======== Source document ========
Health visitors and district nurses would play a pivotal role in improving “plummeting” health outcomes for children if the Labour Party is elected, the opposition has said as it unveiled its latest manifesto pledge ahead of an expected 2024 general election.

The Labour Party’s Child Health Action Plan, published this week, promised to improve the health of children by – among other measures – training more health visitors and reforming the role, further legislating against the advertisement of junk food and tobacco and bringing more care from the hospital to the community.

“When sufficiently resourced, health visitors can take pressure off busy A&E departments and primary care”

Alison Morton

The plan consists of seven policy pledges for improving children’s health, as well as additional promises to reform NHS infrastructure.

With a focus on prevention, the plan pledges to tighten restrictions on junk food and tobacco products to limit their appeal to children, mandate health promotion in schools and cut waiting lists.
======== Data listing ========
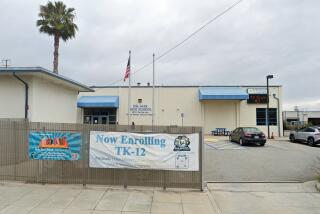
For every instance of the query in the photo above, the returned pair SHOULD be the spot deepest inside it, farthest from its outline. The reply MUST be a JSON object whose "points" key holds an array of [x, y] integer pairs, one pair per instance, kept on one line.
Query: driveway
{"points": [[278, 160], [280, 198]]}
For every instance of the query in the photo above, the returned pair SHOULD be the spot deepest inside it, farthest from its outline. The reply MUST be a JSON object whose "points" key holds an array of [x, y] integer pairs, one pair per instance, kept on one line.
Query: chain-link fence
{"points": [[16, 165]]}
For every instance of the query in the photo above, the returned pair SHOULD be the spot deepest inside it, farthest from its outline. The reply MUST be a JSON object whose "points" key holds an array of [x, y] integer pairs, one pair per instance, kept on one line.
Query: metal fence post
{"points": [[15, 132], [84, 154], [201, 159], [164, 180]]}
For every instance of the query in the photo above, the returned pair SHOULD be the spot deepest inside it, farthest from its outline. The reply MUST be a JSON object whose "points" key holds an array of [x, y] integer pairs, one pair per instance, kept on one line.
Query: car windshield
{"points": [[251, 129]]}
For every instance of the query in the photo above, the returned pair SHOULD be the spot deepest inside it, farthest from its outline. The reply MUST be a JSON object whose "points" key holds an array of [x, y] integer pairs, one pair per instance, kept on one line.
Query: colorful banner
{"points": [[54, 145], [144, 151]]}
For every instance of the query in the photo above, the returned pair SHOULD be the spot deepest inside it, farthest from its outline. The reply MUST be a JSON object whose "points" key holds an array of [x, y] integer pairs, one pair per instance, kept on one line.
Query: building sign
{"points": [[141, 109], [144, 151], [54, 145], [257, 90], [257, 99]]}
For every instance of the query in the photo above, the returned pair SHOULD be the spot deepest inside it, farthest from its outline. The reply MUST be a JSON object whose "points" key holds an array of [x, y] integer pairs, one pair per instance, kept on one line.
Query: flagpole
{"points": [[129, 93], [153, 110]]}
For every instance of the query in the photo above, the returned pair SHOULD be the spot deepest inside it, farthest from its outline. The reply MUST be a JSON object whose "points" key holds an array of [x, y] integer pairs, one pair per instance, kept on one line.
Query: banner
{"points": [[144, 151], [54, 145]]}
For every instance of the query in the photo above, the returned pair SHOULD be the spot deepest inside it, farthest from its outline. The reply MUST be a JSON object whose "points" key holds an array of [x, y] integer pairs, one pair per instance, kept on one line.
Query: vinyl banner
{"points": [[54, 145], [144, 151]]}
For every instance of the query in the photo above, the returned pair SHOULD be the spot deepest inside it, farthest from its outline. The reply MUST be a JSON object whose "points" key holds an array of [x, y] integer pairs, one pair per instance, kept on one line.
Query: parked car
{"points": [[244, 135], [310, 135]]}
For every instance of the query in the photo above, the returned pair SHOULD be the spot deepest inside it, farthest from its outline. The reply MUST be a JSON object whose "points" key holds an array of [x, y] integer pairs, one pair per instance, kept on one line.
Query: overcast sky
{"points": [[256, 38]]}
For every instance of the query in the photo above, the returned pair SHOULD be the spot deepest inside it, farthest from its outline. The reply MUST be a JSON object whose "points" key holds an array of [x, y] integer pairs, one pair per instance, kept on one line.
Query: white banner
{"points": [[144, 151]]}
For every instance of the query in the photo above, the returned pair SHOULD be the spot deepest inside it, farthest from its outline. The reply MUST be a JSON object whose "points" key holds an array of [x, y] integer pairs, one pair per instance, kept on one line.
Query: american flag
{"points": [[127, 73]]}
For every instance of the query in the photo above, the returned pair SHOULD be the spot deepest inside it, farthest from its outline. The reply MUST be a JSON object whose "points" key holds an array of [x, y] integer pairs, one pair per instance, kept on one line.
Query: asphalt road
{"points": [[276, 161]]}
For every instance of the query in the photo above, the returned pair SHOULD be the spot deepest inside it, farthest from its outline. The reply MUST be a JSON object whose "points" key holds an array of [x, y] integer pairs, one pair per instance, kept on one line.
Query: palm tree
{"points": [[57, 20]]}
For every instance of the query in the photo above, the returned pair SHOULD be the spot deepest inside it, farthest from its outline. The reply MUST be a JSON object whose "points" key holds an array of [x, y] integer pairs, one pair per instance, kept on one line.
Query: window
{"points": [[261, 116]]}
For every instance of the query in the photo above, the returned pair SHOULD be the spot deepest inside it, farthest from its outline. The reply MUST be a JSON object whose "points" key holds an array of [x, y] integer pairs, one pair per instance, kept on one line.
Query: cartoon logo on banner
{"points": [[54, 146], [181, 143]]}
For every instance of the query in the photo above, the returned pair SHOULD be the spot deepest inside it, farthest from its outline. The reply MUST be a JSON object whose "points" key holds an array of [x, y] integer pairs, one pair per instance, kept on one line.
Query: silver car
{"points": [[311, 135]]}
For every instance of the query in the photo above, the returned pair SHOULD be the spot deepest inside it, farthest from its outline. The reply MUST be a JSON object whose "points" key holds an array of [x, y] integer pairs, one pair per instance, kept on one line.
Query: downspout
{"points": [[278, 113], [26, 105]]}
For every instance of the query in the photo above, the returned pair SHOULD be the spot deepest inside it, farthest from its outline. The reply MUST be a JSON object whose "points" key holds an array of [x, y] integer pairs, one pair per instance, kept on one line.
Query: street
{"points": [[276, 161]]}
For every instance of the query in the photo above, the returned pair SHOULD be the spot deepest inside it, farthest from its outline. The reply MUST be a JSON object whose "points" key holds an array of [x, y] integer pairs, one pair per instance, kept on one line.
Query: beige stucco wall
{"points": [[12, 97], [170, 102], [247, 112], [220, 114], [53, 102], [302, 115]]}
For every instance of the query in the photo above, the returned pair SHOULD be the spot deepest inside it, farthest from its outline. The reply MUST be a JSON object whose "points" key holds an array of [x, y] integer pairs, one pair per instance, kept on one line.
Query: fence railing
{"points": [[16, 165]]}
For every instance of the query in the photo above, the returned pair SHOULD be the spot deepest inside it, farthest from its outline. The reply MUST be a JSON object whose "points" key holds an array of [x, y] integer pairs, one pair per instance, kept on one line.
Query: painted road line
{"points": [[224, 146]]}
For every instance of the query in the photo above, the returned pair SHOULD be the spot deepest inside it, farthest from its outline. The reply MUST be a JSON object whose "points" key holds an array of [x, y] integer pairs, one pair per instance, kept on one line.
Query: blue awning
{"points": [[98, 101], [222, 93]]}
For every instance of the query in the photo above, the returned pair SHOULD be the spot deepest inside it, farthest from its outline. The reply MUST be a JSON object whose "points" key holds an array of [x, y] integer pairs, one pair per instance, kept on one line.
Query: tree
{"points": [[58, 21]]}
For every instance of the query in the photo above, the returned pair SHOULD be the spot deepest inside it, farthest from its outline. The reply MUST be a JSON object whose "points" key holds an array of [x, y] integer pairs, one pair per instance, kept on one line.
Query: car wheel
{"points": [[310, 141], [292, 138], [241, 142]]}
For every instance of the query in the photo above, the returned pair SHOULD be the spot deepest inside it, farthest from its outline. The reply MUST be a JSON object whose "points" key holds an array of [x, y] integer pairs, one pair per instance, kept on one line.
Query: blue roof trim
{"points": [[222, 93], [22, 70], [98, 101]]}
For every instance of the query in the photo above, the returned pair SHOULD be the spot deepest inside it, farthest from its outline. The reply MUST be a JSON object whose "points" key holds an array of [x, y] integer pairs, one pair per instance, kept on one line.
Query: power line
{"points": [[183, 41]]}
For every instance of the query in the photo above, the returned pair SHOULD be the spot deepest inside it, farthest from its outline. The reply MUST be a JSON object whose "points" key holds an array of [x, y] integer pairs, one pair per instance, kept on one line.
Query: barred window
{"points": [[261, 116]]}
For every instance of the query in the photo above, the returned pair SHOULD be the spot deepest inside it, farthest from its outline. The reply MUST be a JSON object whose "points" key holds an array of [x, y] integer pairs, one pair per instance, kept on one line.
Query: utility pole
{"points": [[267, 113], [5, 62], [153, 86]]}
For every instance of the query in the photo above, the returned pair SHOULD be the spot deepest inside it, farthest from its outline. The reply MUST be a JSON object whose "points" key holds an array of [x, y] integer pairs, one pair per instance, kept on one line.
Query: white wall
{"points": [[53, 102], [170, 102]]}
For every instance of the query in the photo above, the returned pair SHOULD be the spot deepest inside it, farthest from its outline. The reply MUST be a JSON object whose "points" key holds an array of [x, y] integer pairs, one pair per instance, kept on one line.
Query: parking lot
{"points": [[278, 160]]}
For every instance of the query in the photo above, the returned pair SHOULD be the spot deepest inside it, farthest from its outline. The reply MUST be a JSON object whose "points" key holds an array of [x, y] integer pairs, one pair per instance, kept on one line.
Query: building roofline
{"points": [[23, 70], [186, 86]]}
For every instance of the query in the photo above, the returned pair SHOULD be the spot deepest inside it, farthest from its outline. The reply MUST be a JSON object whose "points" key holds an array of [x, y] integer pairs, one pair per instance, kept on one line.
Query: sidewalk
{"points": [[220, 198], [17, 198]]}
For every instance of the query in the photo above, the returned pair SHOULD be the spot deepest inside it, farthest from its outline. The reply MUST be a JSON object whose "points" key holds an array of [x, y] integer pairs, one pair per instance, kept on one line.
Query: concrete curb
{"points": [[318, 185]]}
========
● **Your tasks**:
**A.** Duplicate the portion of the article on Labour's Child Health Action Plan between "The Labour Party’s" and "cut waiting lists.", inclusive.
**B.** According to the article on Labour's Child Health Action Plan, how many policy pledges for improving children's health does the plan contain?
**C.** Using the article on Labour's Child Health Action Plan, explain in one to three sentences why the plan pledges to tighten restrictions on junk food and tobacco products.

● **Written responses**:
**A.**
The Labour Party’s Child Health Action Plan, published this week, promised to improve the health of children by – among other measures – training more health visitors and reforming the role, further legislating against the advertisement of junk food and tobacco and bringing more care from the hospital to the community.

“When sufficiently resourced, health visitors can take pressure off busy A&E departments and primary care”

Alison Morton

The plan consists of seven policy pledges for improving children’s health, as well as additional promises to reform NHS infrastructure.

With a focus on prevention, the plan pledges to tighten restrictions on junk food and tobacco products to limit their appeal to children, mandate health promotion in schools and cut waiting lists.

**B.** Seven.

**C.** The plan pledges to tighten these restrictions to limit the appeal of junk food and tobacco products to children. The measure is part of the plan's focus on prevention.